- _Énoncé du problème A_
Reformulez en liste numérotée les lignes du listing qui vont de la ligne contenant « Target: blurred background wall » jusqu'à la fin du listing, toutes deux incluses, sans les lignes vides.

- _Extrait de référence_
========================

Encore un routier de chez Corman qui rentre dans la cour des
grands, sauf que lui, il a mis 20 ans pour être reconnu.
Résultat : une merveille 5 fois oscarisée, adulée
par la critique et le public. Une histoire cruelle et vécut
de l’intérieur, une histoire de manipulation que
le jeu subtil de la réalisation (les regards…)
nous fait ressentir de façon vibrante. Car le travail
chirurgical de Demme est un modèle absolu de réalisation
: quand les plans dessinent les liens changeant entre les personnages,
leurs réussites psychologiques éphémères,
leurs ascendants et leurs défaites tout aussi soudaines
; comme une image de leur propre âme... Les personnages
sont décrits avec force de détails, ils possèdent
une personnalité effroyablement originale et passionnante
à étudier. Voilà un film qui séduit
notre penchant naturel pour le morbide, notre attirance pour
le mal, fascinant, implacable ; Anthony Hopkins trouve là
le rôle le plus marquant de son immense carrière,
un monstre aussi terrifiant que palpable. Même le compositeur
attitré de Cronenberg apporte sa contribution maléfique
à cette œuvre envoûtante : la froideur de
ses compositions donne au film une texture unique, inégalable,
magnifiée par une photographie glaciale. On nous parle
ici du rapport à la mort, celui de Starling (son enfance)

========================

(Entrées d'annotation par coordonnées)
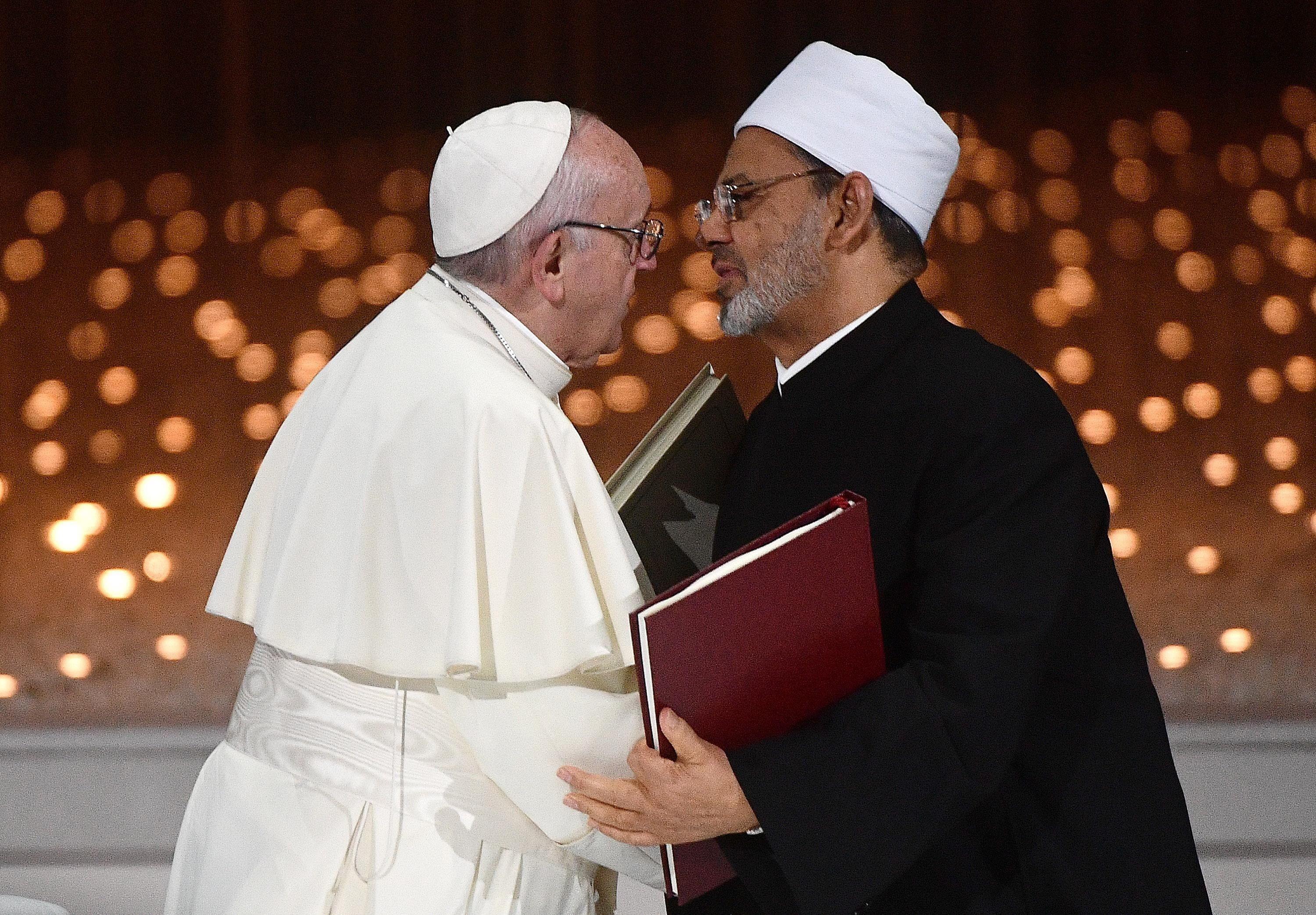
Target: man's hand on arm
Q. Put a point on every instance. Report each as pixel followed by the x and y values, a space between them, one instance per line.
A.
pixel 668 802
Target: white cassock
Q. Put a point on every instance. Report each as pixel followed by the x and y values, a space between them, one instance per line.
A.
pixel 440 588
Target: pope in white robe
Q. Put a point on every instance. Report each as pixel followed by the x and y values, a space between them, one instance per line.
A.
pixel 440 586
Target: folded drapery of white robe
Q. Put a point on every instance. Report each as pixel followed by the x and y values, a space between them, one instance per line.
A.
pixel 331 794
pixel 429 557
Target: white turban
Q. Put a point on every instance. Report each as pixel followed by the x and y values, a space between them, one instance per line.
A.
pixel 856 115
pixel 493 170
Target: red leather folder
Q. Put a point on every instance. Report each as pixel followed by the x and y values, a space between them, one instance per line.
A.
pixel 760 647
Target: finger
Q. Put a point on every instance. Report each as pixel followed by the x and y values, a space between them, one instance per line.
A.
pixel 690 747
pixel 627 836
pixel 616 792
pixel 643 757
pixel 618 818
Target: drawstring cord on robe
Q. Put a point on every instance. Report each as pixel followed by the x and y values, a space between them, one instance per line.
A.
pixel 397 760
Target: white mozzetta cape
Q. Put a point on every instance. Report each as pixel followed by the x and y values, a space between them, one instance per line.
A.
pixel 428 511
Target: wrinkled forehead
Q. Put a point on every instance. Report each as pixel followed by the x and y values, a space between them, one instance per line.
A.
pixel 756 154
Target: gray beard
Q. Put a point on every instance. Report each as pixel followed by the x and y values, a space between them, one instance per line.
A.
pixel 787 273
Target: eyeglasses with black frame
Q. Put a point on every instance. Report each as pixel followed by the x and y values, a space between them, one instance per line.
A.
pixel 644 241
pixel 728 197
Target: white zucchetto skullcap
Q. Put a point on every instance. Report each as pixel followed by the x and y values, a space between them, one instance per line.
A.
pixel 493 170
pixel 856 115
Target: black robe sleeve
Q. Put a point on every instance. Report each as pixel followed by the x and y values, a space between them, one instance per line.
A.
pixel 1010 514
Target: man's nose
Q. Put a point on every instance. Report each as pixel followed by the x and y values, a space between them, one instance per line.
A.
pixel 712 231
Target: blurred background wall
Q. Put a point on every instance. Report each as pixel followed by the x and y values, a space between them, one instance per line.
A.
pixel 202 202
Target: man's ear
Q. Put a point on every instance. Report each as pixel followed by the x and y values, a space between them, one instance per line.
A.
pixel 855 219
pixel 547 269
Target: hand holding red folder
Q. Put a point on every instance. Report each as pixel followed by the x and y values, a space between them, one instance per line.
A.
pixel 681 801
pixel 748 649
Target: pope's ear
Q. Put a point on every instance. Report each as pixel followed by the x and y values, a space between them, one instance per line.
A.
pixel 855 220
pixel 547 268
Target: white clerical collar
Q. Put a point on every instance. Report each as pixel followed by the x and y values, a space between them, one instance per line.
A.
pixel 549 373
pixel 785 374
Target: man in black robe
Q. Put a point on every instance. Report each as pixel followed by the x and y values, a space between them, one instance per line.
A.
pixel 1014 759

========================

- _Énoncé du problème B_
Poursuivez la critique de film à partir de l'endroit où elle s'arrête.

- _Réponse attendue A_
1. Target: blurred background wall
2. Q. Put a point on every instance. Report each as pixel followed by the x and y values, a space between them, one instance per line.
3. A.
4. pixel 202 202
5. Target: man's ear
6. Q. Put a point on every instance. Report each as pixel followed by the x and y values, a space between them, one instance per line.
7. A.
8. pixel 855 219
9. pixel 547 269
10. Target: hand holding red folder
11. Q. Put a point on every instance. Report each as pixel followed by the x and y values, a space between them, one instance per line.
12. A.
13. pixel 681 801
14. pixel 748 649
15. Target: pope's ear
16. Q. Put a point on every instance. Report each as pixel followed by the x and y values, a space between them, one instance per line.
17. A.
18. pixel 855 220
19. pixel 547 268
20. Target: white clerical collar
21. Q. Put a point on every instance. Report each as pixel followed by the x and y values, a space between them, one instance per line.
22. A.
23. pixel 549 373
24. pixel 785 374
25. Target: man in black robe
26. Q. Put a point on every instance. Report each as pixel followed by the x and y values, a space between them, one instance per line.
27. A.
28. pixel 1014 759

- _Réponse attendue B_
tout comme celui des tueurs en série ; mais également
du rapport de l'homme à la femme, déviant, omnipotent,
déséquilibré, comme un cri d'alerte envers
une société aberrante qui n'a toujours pas su
donner à la femme la place qui lui sied. Et le travail
scriptural est d'une immense finesse psychologique, chacun se
soignant de ses névroses comme il peut, couplé
à une enquête tout en délicatesse. Se dégage
de ces images et thématiques une ambiance cauchemardesque,
terriblement macabre, avec son lot de séquences inoubliables
qui font courir un frisson le long de votre échine ;
la retentissante scène de l'ambulance... Exceptionnel,
terrifiant : le plus grand film d'horreur est en réalité
une oeuvre profondément, terriblement humaine. Du grand
art et une belle leçon de Cinéma ; avec un grand
C.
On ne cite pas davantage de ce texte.